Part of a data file

____________

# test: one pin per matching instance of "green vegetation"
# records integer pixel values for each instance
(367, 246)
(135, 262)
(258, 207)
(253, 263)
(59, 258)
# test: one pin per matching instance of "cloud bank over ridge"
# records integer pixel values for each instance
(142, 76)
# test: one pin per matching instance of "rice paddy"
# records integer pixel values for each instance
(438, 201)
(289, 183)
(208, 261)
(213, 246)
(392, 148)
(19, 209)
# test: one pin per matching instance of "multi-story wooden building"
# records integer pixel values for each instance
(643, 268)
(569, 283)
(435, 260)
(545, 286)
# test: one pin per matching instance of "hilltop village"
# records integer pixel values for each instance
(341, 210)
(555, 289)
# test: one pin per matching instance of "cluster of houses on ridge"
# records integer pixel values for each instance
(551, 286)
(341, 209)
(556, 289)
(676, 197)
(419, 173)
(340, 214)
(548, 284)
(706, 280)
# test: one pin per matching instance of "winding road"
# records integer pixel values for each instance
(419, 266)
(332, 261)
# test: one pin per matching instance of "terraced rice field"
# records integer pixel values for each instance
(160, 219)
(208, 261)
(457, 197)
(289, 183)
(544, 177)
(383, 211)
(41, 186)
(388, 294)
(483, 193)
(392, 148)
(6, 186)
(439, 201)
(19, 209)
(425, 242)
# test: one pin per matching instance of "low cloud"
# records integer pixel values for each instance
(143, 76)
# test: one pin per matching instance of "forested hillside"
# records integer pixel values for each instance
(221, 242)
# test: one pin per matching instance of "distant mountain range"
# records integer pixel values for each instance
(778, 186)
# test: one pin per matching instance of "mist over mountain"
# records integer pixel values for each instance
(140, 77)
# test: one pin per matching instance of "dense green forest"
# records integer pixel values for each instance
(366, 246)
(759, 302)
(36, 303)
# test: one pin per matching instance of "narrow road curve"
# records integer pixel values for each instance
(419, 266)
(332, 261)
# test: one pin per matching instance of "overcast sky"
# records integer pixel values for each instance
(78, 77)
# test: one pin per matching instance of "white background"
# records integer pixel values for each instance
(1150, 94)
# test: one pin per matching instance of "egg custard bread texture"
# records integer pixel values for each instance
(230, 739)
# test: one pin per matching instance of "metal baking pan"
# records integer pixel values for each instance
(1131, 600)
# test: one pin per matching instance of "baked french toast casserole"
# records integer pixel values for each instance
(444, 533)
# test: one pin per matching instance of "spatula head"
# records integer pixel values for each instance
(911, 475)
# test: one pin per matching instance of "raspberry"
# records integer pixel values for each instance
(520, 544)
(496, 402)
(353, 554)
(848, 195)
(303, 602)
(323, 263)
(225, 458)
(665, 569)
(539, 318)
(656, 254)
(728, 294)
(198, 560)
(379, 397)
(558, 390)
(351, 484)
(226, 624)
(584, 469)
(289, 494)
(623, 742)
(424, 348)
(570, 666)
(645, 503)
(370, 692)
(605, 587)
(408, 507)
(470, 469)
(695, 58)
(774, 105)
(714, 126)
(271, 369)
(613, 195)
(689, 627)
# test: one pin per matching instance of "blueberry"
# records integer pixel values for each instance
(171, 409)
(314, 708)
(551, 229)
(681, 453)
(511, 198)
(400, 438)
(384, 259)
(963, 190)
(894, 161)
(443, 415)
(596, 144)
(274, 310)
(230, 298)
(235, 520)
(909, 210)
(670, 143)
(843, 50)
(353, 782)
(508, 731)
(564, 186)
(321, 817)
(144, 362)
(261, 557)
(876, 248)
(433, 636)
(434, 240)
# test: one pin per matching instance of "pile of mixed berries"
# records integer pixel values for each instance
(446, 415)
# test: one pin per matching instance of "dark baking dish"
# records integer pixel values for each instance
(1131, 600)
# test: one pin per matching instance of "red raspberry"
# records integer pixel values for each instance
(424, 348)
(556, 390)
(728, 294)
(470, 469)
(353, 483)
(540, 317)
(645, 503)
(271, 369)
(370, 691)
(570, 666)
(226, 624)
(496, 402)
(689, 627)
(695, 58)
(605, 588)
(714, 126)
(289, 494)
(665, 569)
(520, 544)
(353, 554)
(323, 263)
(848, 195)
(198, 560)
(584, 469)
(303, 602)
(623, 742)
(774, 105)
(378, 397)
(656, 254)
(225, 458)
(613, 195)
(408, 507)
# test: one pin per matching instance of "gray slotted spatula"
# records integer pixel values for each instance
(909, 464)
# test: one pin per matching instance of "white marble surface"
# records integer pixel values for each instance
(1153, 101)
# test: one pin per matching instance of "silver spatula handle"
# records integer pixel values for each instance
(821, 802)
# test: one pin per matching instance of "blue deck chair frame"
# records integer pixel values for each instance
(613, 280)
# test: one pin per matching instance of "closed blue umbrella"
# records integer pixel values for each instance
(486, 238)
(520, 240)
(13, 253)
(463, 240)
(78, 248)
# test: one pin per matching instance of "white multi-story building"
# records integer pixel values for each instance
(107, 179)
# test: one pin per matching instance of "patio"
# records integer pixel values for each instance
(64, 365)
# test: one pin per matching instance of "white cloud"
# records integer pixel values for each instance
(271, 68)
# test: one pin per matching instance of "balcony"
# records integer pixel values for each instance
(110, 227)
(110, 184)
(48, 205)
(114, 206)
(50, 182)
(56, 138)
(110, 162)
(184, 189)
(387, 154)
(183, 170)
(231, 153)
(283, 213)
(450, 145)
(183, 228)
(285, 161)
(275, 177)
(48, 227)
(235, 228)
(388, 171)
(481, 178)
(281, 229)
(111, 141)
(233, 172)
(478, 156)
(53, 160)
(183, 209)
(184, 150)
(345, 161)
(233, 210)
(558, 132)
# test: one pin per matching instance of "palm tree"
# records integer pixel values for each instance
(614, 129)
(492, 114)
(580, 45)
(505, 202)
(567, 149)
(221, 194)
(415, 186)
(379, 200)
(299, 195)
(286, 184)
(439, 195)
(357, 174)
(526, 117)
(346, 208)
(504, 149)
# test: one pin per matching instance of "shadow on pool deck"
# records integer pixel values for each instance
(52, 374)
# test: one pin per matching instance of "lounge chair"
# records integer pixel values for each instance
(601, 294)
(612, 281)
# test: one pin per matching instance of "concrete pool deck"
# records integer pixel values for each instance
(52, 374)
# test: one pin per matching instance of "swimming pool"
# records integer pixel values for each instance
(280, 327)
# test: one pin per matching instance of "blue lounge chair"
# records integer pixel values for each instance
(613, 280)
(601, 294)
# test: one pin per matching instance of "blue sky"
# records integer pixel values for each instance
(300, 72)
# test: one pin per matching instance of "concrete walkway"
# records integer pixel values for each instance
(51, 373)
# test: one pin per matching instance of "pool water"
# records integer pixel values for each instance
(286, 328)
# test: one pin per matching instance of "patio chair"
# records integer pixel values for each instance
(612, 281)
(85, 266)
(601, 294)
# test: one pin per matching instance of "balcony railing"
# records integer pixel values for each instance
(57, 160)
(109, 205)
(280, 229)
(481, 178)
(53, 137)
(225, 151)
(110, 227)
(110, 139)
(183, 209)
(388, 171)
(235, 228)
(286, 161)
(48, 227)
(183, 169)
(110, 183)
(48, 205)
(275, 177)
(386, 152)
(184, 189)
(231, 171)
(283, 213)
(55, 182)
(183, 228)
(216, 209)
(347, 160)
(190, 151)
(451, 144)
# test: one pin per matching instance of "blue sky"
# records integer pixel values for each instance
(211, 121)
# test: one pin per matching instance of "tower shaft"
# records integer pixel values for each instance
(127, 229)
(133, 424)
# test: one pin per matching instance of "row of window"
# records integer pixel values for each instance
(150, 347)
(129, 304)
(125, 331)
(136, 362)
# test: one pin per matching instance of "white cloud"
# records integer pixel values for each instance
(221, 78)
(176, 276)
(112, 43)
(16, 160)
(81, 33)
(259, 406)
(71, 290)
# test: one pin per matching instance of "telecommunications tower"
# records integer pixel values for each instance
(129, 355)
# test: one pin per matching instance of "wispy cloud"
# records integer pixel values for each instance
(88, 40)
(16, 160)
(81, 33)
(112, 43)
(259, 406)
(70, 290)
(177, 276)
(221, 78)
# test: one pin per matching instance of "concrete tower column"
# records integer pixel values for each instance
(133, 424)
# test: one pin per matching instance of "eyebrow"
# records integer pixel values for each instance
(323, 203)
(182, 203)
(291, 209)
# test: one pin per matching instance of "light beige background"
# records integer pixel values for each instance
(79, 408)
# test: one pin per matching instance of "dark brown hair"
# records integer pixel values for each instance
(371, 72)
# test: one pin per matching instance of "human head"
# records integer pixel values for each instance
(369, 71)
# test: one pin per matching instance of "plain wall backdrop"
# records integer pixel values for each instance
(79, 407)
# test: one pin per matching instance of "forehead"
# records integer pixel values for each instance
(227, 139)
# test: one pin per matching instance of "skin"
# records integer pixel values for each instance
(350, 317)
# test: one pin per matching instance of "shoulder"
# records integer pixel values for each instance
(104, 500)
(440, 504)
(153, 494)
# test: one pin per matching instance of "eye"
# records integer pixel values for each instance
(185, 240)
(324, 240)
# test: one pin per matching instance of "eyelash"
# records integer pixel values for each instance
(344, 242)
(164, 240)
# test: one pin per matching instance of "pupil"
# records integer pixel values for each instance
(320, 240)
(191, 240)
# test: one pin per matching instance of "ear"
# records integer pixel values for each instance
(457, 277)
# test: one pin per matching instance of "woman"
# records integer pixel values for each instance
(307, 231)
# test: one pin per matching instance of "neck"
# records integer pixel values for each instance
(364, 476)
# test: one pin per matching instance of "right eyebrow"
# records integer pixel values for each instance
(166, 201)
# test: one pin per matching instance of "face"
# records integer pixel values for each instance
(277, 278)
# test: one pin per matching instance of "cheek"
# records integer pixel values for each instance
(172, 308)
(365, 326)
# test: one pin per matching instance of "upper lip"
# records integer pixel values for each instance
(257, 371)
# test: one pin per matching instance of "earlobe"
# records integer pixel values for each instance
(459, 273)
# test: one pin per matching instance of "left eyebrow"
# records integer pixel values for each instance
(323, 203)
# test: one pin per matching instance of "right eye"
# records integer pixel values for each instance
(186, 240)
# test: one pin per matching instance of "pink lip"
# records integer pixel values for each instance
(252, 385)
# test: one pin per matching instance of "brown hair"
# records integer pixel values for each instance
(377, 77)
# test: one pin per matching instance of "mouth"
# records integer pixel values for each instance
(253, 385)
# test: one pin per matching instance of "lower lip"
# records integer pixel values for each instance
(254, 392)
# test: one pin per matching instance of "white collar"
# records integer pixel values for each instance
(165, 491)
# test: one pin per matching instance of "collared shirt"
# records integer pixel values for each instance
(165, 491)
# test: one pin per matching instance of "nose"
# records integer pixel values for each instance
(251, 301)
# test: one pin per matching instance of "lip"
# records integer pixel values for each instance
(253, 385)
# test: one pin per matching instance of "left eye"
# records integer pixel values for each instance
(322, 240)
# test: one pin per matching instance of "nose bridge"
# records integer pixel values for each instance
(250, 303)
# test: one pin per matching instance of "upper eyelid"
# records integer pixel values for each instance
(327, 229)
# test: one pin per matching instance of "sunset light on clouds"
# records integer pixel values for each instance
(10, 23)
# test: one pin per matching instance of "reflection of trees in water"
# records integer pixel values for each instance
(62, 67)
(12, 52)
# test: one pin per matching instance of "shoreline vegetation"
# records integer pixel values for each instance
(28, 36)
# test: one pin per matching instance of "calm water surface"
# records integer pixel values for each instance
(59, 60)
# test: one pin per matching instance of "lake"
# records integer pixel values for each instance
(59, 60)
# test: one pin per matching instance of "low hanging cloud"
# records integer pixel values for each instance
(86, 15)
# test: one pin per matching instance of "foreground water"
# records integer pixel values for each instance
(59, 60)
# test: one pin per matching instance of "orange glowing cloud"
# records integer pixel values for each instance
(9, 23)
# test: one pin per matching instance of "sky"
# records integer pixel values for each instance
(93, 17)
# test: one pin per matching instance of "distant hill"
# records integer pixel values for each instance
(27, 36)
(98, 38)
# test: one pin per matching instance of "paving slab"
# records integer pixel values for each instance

____________

▶ Problem to work on:
In the records above, locate the line that contains "of trees in". Repeat it and every line after it, exactly, and nothing else.

▶ Complete answer:
# test: one pin per matching instance of "reflection of trees in water"
# records integer pixel values for each instance
(62, 67)
(12, 52)
# test: one pin per matching instance of "shoreline vegetation"
# records integer pixel values for each instance
(28, 36)
# test: one pin per matching instance of "calm water surface"
# records integer pixel values for each instance
(59, 60)
# test: one pin per matching instance of "lake"
# records integer pixel values for each instance
(59, 60)
# test: one pin per matching instance of "low hanging cloud"
# records integer pixel values for each instance
(86, 15)
# test: one pin per matching instance of "foreground water"
# records integer pixel values for each instance
(59, 60)
# test: one pin per matching instance of "orange glowing cloud"
# records integer pixel values for each instance
(9, 23)
# test: one pin per matching instance of "sky"
# records integer pixel values for each instance
(93, 17)
# test: one pin per matching instance of "distant hill"
# records integer pixel values for each instance
(27, 36)
(98, 38)
# test: one pin per matching instance of "paving slab"
# records integer pixel values for each instance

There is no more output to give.